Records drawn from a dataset
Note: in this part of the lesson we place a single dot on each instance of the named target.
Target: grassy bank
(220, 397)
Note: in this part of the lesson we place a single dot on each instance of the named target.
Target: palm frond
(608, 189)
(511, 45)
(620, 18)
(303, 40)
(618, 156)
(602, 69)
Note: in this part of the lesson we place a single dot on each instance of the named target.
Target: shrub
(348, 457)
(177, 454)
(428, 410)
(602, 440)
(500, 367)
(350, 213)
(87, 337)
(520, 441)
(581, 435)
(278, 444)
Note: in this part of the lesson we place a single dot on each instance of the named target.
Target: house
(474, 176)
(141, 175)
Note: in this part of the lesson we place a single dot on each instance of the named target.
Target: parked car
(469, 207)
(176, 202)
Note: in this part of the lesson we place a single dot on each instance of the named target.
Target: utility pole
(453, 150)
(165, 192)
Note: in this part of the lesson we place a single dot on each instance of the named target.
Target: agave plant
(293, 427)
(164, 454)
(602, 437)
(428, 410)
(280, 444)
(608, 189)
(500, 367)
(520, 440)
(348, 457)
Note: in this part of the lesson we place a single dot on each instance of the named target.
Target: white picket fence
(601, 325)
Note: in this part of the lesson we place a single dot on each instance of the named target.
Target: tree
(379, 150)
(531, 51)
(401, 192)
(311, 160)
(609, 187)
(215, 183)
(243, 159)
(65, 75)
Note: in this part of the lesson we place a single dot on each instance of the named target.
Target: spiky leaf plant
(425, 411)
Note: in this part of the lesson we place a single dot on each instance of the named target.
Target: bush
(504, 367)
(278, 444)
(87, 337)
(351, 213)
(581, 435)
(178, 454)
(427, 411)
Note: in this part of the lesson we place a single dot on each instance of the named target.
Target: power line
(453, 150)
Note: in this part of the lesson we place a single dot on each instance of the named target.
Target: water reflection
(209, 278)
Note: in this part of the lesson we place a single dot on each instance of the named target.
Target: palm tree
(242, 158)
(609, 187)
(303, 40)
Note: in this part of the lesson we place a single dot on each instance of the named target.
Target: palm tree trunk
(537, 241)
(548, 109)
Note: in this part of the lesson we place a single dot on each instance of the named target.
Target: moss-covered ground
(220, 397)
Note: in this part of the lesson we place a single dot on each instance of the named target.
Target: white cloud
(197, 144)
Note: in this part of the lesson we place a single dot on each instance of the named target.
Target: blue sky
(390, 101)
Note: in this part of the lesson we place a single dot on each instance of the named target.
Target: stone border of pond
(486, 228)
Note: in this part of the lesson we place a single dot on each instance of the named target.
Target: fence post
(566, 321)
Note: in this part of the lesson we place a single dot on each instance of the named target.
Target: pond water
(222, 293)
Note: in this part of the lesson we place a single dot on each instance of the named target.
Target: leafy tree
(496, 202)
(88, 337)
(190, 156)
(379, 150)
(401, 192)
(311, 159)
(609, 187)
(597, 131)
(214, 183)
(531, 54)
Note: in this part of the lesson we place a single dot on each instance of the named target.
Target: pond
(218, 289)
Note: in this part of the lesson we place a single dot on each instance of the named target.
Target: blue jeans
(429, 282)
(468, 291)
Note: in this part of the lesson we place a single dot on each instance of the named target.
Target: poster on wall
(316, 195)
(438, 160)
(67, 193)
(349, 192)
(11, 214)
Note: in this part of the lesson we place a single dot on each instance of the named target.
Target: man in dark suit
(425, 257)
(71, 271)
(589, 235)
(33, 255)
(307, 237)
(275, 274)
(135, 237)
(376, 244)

* GOAL OF THE EXERCISE: Once the line with "Target: poster on wall" is found, transcribe it and each line after it through the final line of the entries, exactly and only.

* REPLY TO THE EXERCISE:
Target: poster on wall
(316, 195)
(438, 160)
(67, 193)
(349, 192)
(11, 214)
Note: in this part of the lesson we place a single dot on each instance of the named target.
Target: man in dark suit
(425, 257)
(71, 271)
(589, 235)
(33, 255)
(307, 237)
(275, 274)
(135, 237)
(376, 244)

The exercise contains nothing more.